(Records from a collection)
● ● ●

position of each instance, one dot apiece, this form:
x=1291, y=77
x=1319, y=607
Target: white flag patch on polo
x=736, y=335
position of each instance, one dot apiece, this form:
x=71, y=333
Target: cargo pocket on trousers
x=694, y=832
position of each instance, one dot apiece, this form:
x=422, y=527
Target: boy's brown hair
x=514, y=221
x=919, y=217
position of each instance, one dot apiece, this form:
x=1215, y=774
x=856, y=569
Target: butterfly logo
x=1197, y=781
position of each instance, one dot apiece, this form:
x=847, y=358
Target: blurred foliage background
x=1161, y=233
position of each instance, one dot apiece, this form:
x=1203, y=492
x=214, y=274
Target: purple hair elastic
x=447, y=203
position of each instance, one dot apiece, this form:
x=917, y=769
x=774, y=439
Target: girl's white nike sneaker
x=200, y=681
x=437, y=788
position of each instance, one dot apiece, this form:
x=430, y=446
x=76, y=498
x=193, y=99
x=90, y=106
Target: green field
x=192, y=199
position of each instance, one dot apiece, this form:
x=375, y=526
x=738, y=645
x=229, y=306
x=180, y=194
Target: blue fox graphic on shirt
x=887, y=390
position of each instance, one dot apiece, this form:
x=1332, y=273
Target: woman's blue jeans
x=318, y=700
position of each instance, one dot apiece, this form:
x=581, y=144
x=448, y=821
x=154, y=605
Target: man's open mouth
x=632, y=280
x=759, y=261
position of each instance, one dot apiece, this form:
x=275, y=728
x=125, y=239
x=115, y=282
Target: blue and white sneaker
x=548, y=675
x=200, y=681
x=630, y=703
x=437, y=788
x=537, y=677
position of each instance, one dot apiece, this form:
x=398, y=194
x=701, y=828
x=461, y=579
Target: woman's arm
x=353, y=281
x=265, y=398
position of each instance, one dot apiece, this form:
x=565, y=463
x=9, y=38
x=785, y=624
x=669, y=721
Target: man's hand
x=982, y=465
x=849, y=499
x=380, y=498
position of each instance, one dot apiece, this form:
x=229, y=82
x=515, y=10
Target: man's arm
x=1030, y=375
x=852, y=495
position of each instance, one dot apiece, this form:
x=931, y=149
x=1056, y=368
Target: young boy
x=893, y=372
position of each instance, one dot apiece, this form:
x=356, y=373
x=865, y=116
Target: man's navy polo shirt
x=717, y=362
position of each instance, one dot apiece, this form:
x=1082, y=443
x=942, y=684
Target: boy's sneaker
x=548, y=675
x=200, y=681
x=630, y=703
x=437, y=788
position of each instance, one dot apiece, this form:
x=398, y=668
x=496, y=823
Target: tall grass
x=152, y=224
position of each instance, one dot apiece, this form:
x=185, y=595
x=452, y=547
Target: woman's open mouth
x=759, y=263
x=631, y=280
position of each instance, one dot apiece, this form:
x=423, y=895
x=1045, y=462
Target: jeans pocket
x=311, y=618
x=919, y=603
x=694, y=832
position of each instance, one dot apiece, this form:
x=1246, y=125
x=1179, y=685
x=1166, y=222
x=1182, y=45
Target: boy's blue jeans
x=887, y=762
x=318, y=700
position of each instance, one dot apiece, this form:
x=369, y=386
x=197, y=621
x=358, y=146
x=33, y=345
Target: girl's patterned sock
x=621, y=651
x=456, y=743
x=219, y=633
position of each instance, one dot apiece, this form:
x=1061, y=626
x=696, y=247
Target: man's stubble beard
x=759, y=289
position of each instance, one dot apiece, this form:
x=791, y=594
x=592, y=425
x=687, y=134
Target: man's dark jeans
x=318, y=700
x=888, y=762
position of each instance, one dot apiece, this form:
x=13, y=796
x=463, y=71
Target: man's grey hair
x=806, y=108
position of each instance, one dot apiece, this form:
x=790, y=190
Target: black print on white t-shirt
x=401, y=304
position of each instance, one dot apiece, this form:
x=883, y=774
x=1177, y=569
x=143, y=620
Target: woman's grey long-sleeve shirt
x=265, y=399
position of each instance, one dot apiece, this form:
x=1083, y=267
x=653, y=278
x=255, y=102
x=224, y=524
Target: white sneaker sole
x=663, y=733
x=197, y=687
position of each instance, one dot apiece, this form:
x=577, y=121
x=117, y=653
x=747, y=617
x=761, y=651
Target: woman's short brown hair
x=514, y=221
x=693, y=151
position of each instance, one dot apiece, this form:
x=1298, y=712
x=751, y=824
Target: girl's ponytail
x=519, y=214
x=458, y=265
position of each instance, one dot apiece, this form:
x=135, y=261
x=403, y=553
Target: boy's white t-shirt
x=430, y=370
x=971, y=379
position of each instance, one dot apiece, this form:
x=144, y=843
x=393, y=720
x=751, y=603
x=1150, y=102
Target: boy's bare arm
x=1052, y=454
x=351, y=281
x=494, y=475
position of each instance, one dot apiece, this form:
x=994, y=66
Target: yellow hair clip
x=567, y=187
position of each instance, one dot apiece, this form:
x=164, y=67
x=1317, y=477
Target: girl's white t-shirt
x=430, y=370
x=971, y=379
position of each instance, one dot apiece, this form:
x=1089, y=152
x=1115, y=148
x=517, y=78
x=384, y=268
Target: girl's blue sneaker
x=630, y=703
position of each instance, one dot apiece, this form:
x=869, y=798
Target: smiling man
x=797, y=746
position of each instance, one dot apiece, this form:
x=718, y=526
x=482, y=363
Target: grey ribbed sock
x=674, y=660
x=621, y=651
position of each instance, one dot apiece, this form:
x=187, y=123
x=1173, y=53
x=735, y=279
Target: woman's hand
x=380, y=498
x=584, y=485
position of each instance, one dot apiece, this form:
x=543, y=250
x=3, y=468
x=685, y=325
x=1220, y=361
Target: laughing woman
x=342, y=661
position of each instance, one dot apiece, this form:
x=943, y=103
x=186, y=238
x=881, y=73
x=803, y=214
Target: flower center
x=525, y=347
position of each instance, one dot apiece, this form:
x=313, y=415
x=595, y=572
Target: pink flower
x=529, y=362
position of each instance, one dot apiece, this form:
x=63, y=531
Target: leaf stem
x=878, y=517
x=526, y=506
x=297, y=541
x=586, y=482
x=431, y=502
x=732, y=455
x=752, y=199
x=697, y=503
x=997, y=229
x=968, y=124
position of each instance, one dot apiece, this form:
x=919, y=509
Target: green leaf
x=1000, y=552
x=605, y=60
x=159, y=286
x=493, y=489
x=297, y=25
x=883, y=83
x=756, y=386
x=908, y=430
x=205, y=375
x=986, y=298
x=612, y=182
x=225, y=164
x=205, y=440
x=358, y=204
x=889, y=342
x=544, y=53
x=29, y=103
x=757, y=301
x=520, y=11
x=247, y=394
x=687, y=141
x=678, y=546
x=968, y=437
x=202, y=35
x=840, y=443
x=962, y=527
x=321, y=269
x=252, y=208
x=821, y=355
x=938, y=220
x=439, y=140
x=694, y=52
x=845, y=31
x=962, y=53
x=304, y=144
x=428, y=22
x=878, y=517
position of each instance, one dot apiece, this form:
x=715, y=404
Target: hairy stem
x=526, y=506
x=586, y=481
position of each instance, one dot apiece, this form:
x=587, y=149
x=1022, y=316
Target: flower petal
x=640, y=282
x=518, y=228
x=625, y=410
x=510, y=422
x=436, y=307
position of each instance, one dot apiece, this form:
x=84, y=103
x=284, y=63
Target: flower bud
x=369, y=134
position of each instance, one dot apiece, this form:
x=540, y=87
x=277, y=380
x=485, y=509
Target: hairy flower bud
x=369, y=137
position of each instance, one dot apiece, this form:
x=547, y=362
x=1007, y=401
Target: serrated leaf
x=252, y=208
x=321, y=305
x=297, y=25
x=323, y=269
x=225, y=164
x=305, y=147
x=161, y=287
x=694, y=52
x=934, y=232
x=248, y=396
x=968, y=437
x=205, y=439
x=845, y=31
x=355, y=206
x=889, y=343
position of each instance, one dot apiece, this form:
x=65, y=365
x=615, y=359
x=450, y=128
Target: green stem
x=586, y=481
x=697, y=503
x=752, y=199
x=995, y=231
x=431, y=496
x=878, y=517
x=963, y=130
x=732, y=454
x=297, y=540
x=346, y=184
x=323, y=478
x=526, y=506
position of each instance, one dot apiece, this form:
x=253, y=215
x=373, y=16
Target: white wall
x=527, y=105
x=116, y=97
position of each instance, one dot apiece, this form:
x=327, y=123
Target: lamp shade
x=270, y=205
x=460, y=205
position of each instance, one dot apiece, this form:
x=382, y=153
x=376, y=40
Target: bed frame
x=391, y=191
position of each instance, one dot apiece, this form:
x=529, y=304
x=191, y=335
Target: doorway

● ● ●

Select every line in the material above that contains the string "sock" and copy each one. Case counts.

_SOLUTION FOR THIS PROBLEM_:
Target: girl's patterned sock
Target: grey ribbed sock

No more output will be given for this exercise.